**TASKS FOR THIS EXERCISE**.
• a. Could you rewrite the part of the Greek debt crisis report starting with "An EU official" and going on through "waiting this afternoon.", with "Mr Juncker" changed to "Jean-Claude Juncker"?
• b. How would you say this sentence from the Greek debt crisis report in Spanish: "Markets in Europe rose on the hopes for a resolution of some kind."
• c. What might follow the last sentence of the Greek debt crisis report? Carry the report on from there.

SELECTED EXCERPT Start Marker

Capital controls began on Monday and will last at least a week, an attempt to keep the banks from collapsing in the face of a nationwide bank run.

There was speculation that an 11th-hour deal might be possible, with reports that Mr Tsipras will undertake an initiative based on an offer by European Commission President Jean-Claude Juncker.

Markets in Europe rose on the hopes for a resolution of some kind.

Asked whether there was a chance of a deal, Mr Varoufakis later told reporters outside the finance ministry: “We hope.”

No details have emerged over the content of discussions between Mr Tsipras, Mr Juncker, European Central Bank chief Mario Draghi and European Parliament president Martin Schulz.

In Brussels, European officials said the Commission chief was willing to help give Mr Tsipras a belated way out of his financial crisis if he accepts creditors’ conditions and campaigns for staying in the euro.

An EU official called it “a sort of last-minute offer” before Tuesday’s dual deadlines.

Mr Tsipras would need to write to Mr Juncker and other leaders saying he accepts the latest offer, which was on the table last weekend. He would also have to change his position on Sunday’s referendum.

Beyond accepting the creditors’ proposal, Commission spokesman Margaritis Schinas said the offer would also involve unspecified discussions on Athens’s massive debt load. The Greek side has long called for debt relief, saying its mountainous debt is unsustainable.

Mr Juncker had expected an answer before midnight on Monday, but is still waiting this afternoon.

In Athens, Euclid Tsakalotos, alternate foreign minister and the coordinator of the Greece’s bailout negotiating team, suggested there was no particular offer to discuss.

Asked by reporters outside the prime minister’s office what the answer to the proposal would be, Mr Tsakalotos replied “What proposal? Did they send us something?”

Mr Tsipras argues the demands from creditors for further, tougher austerity measures cannot be accepted after six years of recession.

European officials and Greek opposition parties have warned a “no” vote in the referendum will lead Greece out of the eurozone and potentially out of the broader 28-country European Union.

The government has responded by saying this is scaremongering, and that a rejection of creditor demands will mean the country is in a better negotiating position.

The crisis has roiled global markets as investors fret over the repercussions of a Greek debt default and its exit from the euro – developments that could derail a fragile global economic recovery, as well as raise questions over the long-term viability of the euro currency.

SELECTED EXCERPT End Marker
EXCERPTED DATA Start Marker

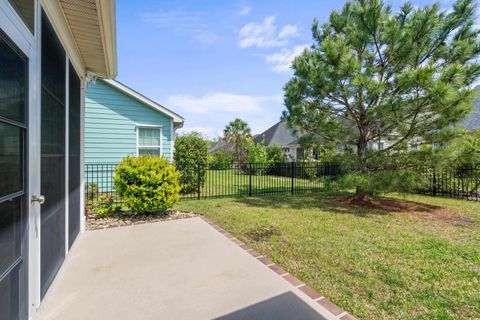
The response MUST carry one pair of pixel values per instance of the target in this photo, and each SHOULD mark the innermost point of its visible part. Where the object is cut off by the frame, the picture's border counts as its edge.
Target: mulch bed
(121, 219)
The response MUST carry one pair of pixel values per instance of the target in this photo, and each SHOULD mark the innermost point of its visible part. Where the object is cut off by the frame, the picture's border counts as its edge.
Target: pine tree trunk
(360, 192)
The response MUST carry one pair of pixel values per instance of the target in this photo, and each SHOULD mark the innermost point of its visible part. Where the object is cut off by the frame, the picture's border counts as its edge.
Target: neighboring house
(280, 134)
(120, 121)
(47, 47)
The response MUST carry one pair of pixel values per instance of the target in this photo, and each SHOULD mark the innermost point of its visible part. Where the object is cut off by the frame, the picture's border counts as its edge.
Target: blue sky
(212, 60)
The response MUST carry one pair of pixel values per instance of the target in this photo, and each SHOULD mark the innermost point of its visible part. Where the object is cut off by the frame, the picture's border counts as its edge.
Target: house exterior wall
(111, 121)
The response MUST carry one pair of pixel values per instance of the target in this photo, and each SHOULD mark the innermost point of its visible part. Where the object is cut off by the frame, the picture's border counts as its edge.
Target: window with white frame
(149, 141)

EXCERPTED DATA End Marker

**ANSWERS FOR THE EXERCISE**.
• a.
An EU official called it “a sort of last-minute offer” before Tuesday’s dual deadlines.

Mr Tsipras would need to write to Jean-Claude Juncker and other leaders saying he accepts the latest offer, which was on the table last weekend. He would also have to change his position on Sunday’s referendum.

Beyond accepting the creditors’ proposal, Commission spokesman Margaritis Schinas said the offer would also involve unspecified discussions on Athens’s massive debt load. The Greek side has long called for debt relief, saying its mountainous debt is unsustainable.

Jean-Claude Juncker had expected an answer before midnight on Monday, but is still waiting this afternoon.

• b. Los mercados de Europa subieron ante la esperanza de algún tipo de solución.

• c.
The last-minute attempts to negotiate a deal for Greece have helped stocks. The Stoxx 50 index of top European shares was up 0.2%, having been down 0.8% earlier.

Mr Tsipras was defiant in a television interview yesterday, urging voters to reject creditors’ demands.

More than 13,000 people gathered in Athens to support him and denounce Greece’s creditors, as they chanted: “Take the bailout and go.”

A protest by supporters of a “yes” vote is planned for Tuesday night.

The government insists a “no” vote will not mean an exit from the euro, with Mr Tsipras saying in his Monday night interview that Europe would not dare kick Greece out of the joint currency.

Mr Varoufakis went further, threatening court action if attempts were made to remove the country from the joint currency.

“The Greek government will make use of all our legal rights,” Mr Varoufakis told the Telegraph newspaper.

“We are taking advice and will certainly consider an injunction at the European Court of Justice. The EU treaties make no provision for euro exit and we refuse to accept it. Our membership is not negotiable,” he told the paper, in comments released by the ministry.

On the streets of Athens, Greeks began adjusting to the new reality of restricted cash. Pensioners have been hit particularly hard, as many do not have bank cards and are completely cut off from cash.

The finance ministry said it would open about 1,000 bank branches across the country for three days from Wednesday to allow pensioners without bank cards to make withdrawals.

But the limit for them would be set at 120 euro (£84) for the whole week, rather than the €60 per day allowed for those with bank cards.